**Required work**
Output every line of the rows below as a JSON array of strings, one string per line, omitting blank lines.
=====
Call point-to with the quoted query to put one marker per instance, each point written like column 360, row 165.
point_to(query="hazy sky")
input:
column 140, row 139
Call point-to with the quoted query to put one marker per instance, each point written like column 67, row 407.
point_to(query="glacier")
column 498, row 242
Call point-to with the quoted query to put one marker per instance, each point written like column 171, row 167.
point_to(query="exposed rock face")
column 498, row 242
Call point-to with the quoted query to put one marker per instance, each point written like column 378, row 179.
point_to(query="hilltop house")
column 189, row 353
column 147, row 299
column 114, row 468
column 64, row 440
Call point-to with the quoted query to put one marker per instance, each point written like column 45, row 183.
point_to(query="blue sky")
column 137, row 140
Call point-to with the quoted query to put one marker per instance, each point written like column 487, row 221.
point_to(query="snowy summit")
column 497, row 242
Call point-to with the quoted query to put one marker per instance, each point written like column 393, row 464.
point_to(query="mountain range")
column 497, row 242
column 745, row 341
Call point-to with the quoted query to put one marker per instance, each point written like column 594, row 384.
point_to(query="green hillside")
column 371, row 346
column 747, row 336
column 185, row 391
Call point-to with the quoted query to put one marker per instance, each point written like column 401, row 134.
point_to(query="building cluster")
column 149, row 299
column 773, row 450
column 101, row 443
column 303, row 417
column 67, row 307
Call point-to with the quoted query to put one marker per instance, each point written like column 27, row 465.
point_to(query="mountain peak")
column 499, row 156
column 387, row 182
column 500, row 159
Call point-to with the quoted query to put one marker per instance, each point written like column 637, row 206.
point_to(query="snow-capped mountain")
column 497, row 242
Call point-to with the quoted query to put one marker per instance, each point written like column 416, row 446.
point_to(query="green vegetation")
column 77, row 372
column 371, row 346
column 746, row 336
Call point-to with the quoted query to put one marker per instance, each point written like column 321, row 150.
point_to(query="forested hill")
=====
**Expected output**
[
  "Call point-to with the quoted query to put one marker per instance, each point written like column 360, row 165.",
  "point_to(query=\"hazy sky\")",
  "input:",
  "column 140, row 139",
  "Call point-to with the quoted query to put one marker per instance, each point written like column 67, row 407.",
  "point_to(query=\"glacier\")",
  "column 498, row 242",
  "Call point-to with the quoted query to put one marker per instance, each point written like column 171, row 167.",
  "point_to(query=\"exposed rock face\")",
  "column 498, row 242",
  "Call point-to with the quoted query to put one marker per instance, each point written like column 378, row 179.",
  "point_to(query=\"hilltop house\")",
  "column 189, row 353",
  "column 147, row 299",
  "column 114, row 468",
  "column 64, row 440",
  "Call point-to with the quoted query to put one marker per instance, each point written like column 45, row 183.",
  "point_to(query=\"blue sky\")",
  "column 137, row 140",
  "Call point-to with the quoted query to put one marker per instance, each point written like column 487, row 221.",
  "point_to(query=\"snowy summit\")",
  "column 497, row 242",
  "Call point-to with the quoted query to put one marker per instance, each point written like column 393, row 464.",
  "point_to(query=\"mountain range\")",
  "column 497, row 242",
  "column 745, row 341",
  "Call point-to with the quoted query to put one marker per instance, each point written like column 594, row 384.",
  "point_to(query=\"green hillside\")",
  "column 371, row 346",
  "column 747, row 336",
  "column 185, row 391",
  "Call point-to with the quoted query to put one marker per instance, each point written like column 401, row 134.",
  "point_to(query=\"building cluster\")",
  "column 149, row 299",
  "column 773, row 450",
  "column 101, row 443",
  "column 303, row 417",
  "column 67, row 307",
  "Call point-to with the quoted query to put one marker per instance, each point written like column 27, row 465.",
  "point_to(query=\"mountain peak\")",
  "column 499, row 156",
  "column 387, row 182",
  "column 500, row 159",
  "Call point-to with the quoted query to put one marker per instance, each point written like column 637, row 206.",
  "point_to(query=\"snow-capped mountain\")",
  "column 497, row 242",
  "Call point-to with the quoted query to put one marker per instance, each point written like column 416, row 446.",
  "point_to(query=\"green vegetation\")",
  "column 77, row 372",
  "column 371, row 346",
  "column 746, row 336",
  "Call point-to with the quoted query to put one marker per instance, each point written like column 321, row 150.",
  "point_to(query=\"forested hill\")"
]